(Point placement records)
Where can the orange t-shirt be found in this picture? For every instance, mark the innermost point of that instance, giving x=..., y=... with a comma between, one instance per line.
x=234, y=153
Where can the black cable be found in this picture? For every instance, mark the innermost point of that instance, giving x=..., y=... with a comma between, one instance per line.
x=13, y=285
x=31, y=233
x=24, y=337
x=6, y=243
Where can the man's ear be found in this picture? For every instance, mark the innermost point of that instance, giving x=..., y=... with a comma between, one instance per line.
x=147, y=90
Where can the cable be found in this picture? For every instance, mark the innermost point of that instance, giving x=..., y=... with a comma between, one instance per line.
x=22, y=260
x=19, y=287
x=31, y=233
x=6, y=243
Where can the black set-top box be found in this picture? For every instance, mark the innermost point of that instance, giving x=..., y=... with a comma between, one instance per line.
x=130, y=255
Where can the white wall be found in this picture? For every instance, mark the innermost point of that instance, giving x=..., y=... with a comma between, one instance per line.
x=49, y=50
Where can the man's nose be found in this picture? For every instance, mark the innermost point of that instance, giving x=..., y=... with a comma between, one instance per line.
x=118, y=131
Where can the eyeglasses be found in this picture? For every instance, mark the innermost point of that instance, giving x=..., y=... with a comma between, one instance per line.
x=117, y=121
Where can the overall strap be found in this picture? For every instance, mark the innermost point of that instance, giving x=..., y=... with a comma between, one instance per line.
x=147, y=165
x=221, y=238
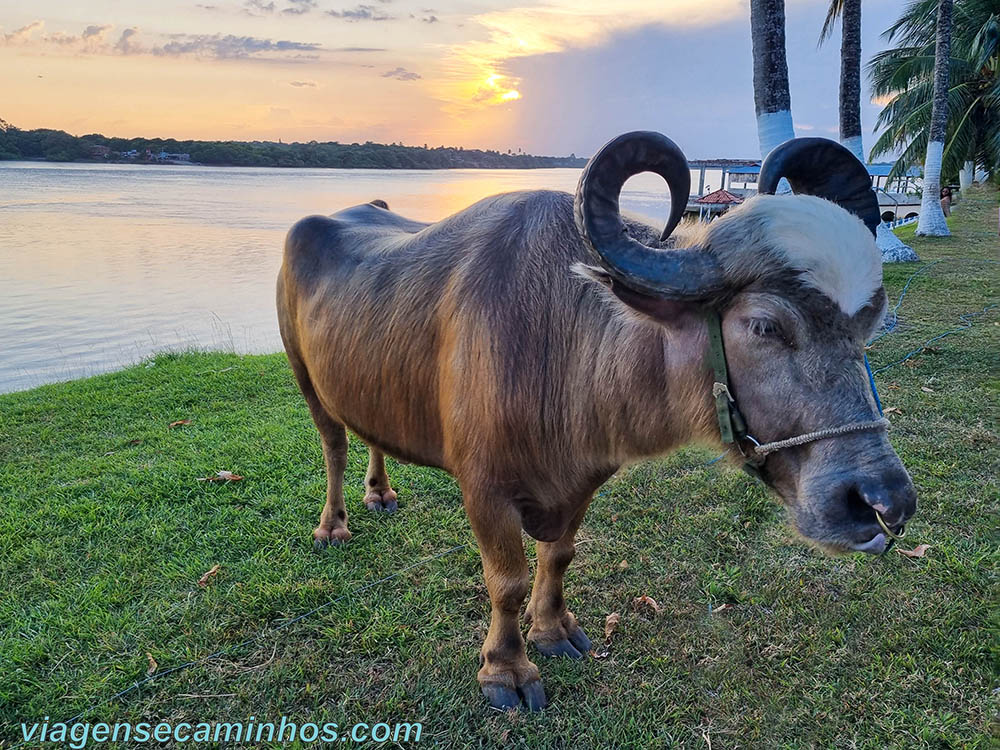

§ EXERCISE:
Find every line in the items above that contains the word "black" and copy each one. Case counts.

§ COMPLETED TASK:
Where can the black cable be found in this picture? For every instance, mark the innermost point of that instance, giving x=..., y=... with a comma between, one instance per line.
Where can the black set-top box be found in this picture? For every instance, mark the innermost point of that instance, giving x=..., y=... with a comma between, one instance per line.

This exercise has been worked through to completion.